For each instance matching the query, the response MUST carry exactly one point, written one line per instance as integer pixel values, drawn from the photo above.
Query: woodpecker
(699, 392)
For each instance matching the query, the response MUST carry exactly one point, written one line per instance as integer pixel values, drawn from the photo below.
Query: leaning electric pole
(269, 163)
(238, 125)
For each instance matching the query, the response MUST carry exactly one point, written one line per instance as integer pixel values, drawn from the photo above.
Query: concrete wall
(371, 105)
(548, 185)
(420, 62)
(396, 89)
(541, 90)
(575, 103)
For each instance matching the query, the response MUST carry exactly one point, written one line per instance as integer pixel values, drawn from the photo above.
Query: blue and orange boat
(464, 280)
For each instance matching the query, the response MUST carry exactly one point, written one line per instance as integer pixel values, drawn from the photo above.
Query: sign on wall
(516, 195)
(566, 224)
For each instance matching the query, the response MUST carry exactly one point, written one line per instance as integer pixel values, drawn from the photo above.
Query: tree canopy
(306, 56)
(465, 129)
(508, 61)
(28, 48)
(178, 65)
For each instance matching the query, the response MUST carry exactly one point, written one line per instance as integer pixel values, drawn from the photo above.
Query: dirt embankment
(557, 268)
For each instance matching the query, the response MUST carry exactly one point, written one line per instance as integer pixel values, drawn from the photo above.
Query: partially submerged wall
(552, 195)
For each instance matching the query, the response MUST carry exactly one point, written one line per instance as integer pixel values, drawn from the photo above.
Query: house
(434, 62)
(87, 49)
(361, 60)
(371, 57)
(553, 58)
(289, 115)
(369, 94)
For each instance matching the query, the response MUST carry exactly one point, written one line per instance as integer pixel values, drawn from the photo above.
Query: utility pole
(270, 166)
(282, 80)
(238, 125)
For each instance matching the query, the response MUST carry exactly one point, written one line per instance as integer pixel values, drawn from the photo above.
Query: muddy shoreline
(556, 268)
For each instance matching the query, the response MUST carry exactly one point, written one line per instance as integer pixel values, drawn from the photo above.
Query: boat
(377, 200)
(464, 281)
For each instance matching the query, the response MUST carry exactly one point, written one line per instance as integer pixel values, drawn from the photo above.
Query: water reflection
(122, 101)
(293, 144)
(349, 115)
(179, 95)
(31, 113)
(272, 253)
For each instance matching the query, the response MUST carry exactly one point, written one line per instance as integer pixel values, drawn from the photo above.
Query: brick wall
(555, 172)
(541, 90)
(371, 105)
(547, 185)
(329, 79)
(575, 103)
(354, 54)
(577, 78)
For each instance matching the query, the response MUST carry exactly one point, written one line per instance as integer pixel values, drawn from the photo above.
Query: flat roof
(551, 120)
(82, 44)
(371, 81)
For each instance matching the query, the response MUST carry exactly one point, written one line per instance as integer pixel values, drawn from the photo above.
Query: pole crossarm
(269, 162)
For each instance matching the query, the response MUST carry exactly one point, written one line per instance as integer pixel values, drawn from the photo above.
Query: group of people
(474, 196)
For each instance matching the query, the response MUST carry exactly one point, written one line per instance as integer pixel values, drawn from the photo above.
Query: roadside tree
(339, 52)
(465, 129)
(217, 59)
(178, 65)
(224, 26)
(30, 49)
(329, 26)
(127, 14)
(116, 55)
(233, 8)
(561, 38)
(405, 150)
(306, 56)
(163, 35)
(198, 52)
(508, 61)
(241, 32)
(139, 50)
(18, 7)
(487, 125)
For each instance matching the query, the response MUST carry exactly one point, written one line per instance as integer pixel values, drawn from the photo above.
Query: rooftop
+===+
PROMPT: Go through the data and return every record exactly.

SOLUTION TO THE EXERCISE:
For each instance matching the query, the response MUST carry exactly one point, written one line per instance as integer pixel values, drawn from the photo above.
Query: woodpecker
(699, 392)
For each instance matching the query, the response MUST carry exactly one point, written one line per instance as integer pixel values, drawn from the photo below.
Query: leaning electric pole
(269, 163)
(238, 125)
For each instance matching the query, the response MUST carry exactly one point, written one line per instance as integer pixel values, drawn from the photo above.
Query: concrete wall
(371, 105)
(548, 185)
(420, 62)
(396, 89)
(541, 90)
(575, 103)
For each instance matching the query, the response MUST carry exactly one point, written one line per instance as integer pixel values, drawn from the photo above.
Query: blue and orange boat
(464, 280)
For each instance matching the query, the response MUST carry exactly one point, written one line per instance as integer pixel values, drawn from the photo above.
Query: sign on wall
(516, 195)
(566, 224)
For each instance matching the query, the response MUST carry exactly one point, written one line per instance as integer pixel values, drawn from the photo above.
Query: tree canopy
(306, 56)
(465, 129)
(508, 61)
(28, 48)
(178, 65)
For each instance matching the query, the response MUST carry exactly one point, written one line per instance as integer pixel values, drawn from the photo above.
Query: dirt embankment
(557, 268)
For each instance matching the query, the response MUST carry exactly one point, written one line per instance as integer pixel values, drawn from the photo above.
Query: partially submerged wall
(552, 195)
For each instance matching the query, the response MUST carry exactly one point, written one line per instance as integer pixel values, drawn from the photo above.
Query: house
(434, 62)
(87, 49)
(361, 60)
(371, 57)
(553, 58)
(289, 115)
(369, 94)
For each instance matching the query, the response MUST carry exactly one point, written one line per instance as integer pixel values, drawn from the photo above.
Query: utility pole
(270, 166)
(282, 80)
(238, 125)
For each instance matching the query, the response MUST carry exactly one point, written one line per instance as integer pixel values, drawn from the photo above.
Query: muddy shoreline
(556, 268)
For each instance matching the query, the response MUST carry exactly one point, written one line per instance as integer pixel values, drawn from the photo above.
Query: boat
(377, 200)
(464, 281)
For each instance matching the query, the response MUST carry exactly one point, written one line per instance as integer pixel values, drawn from the photo above.
Query: water reflection
(122, 101)
(293, 144)
(349, 115)
(179, 95)
(31, 113)
(272, 253)
For each instance matching the query, the response MUST carry exactly one point, written one line per instance as integer pixel values, drawn from the photo above.
Query: brick wall
(555, 172)
(541, 90)
(371, 105)
(547, 185)
(329, 79)
(575, 103)
(354, 54)
(577, 78)
For each instance matching the query, the response MUST carry exactly one point, written one line per instance as integer pixel values, drawn from the photo above.
Query: flat roof
(551, 120)
(82, 44)
(371, 81)
For each instance matching the query, the response MUST carry exactly one point, written one line per instance as integer pixel values, drawn from the photo above.
Query: pole crossarm
(269, 162)
For each instance matching the query, the response MUST carry exactly one point, written one line per instance as integer pixel values, drawn from the photo above.
Query: group of people
(474, 196)
For each instance matching the query, the response MUST carry exactly one point, written one line per instance as integer pixel values, drawn from the photo above.
Query: roadside tree
(339, 52)
(465, 129)
(217, 59)
(178, 65)
(224, 26)
(30, 49)
(329, 26)
(127, 14)
(116, 55)
(233, 8)
(561, 38)
(405, 150)
(306, 56)
(163, 35)
(198, 52)
(508, 61)
(241, 32)
(139, 50)
(18, 7)
(487, 125)
For each instance matching the query, the response MUST carry exactly one point, written one line per instance as integer pixel values, drawn from the photo above.
Query: rooftop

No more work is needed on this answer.